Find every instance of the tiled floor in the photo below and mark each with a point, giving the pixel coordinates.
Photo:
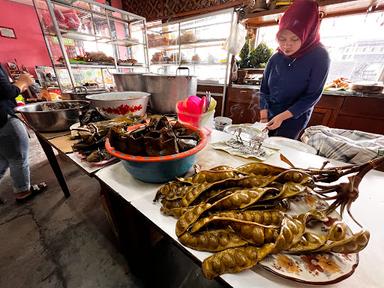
(56, 242)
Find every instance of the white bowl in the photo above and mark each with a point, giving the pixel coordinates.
(118, 104)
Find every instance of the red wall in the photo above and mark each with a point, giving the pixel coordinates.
(29, 48)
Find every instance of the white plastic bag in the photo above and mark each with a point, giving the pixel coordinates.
(236, 41)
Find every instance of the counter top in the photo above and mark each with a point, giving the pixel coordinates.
(365, 209)
(325, 92)
(245, 86)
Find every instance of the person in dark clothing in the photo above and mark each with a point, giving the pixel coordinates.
(295, 75)
(14, 138)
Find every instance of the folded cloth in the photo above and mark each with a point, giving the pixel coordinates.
(350, 146)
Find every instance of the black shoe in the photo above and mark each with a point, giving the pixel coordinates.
(35, 189)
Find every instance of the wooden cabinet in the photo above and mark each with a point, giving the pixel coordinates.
(350, 112)
(362, 113)
(326, 110)
(242, 105)
(217, 92)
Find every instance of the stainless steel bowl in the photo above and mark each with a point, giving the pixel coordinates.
(53, 120)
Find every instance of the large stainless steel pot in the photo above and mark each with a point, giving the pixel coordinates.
(167, 90)
(52, 120)
(129, 81)
(80, 92)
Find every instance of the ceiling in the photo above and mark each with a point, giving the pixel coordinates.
(27, 2)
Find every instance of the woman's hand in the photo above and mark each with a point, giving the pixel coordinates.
(263, 116)
(278, 119)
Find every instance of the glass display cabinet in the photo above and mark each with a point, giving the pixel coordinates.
(88, 41)
(199, 43)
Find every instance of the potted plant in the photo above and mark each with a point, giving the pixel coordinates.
(259, 57)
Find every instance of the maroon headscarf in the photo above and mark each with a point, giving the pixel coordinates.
(302, 18)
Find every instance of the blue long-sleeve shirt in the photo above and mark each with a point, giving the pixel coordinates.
(294, 84)
(8, 93)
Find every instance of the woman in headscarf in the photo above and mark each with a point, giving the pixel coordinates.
(295, 76)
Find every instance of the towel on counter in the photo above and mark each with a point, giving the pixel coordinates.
(350, 146)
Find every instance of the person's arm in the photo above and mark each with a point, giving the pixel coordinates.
(264, 92)
(313, 93)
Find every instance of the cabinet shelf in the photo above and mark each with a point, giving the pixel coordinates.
(330, 8)
(84, 27)
(127, 42)
(191, 45)
(75, 35)
(99, 66)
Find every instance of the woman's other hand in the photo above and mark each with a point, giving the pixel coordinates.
(24, 81)
(278, 119)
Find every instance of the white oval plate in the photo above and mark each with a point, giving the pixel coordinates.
(282, 142)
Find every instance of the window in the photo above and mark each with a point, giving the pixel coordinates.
(355, 44)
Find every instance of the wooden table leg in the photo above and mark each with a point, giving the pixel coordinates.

* AIM OF THE EXERCISE
Repeat only the lines from the one holding "Find every instance of the blue" through the last line of the data.

* COMPLETED TASK
Find every instance of the blue long-sleeve shirt in the photo above and mark each with a point, giving the pixel coordinates.
(294, 84)
(8, 93)
Find every instance of the woman in headscarf in the photo above and mark each with a point, giving the pixel coordinates.
(295, 76)
Find every instance of the towel on counter in the photo above and mark each with a point, giving the pixel coordinates.
(350, 146)
Find every instance of the person's arm in the photo above and mark each with a point, giving the pixel coordinates.
(264, 92)
(313, 93)
Find every instance of the cabinet shelf in the photo above and mark each with a point, giving the pixel coordinates.
(330, 8)
(84, 27)
(127, 42)
(191, 45)
(75, 35)
(99, 66)
Find every instance of the woman's other hand in the photo above and mark each with a point, giving the pixel coordinates.
(24, 81)
(278, 119)
Find every instance of the white oval plate in the photo above and mark each with a point, giving the pixel coordinates.
(282, 142)
Find every instance of the window in the photo above and mark each with a point, giving the pixel coordinates.
(355, 44)
Find every instance of the wooden table leg in the photo above and mark each with a point, giving the pixel coordinates.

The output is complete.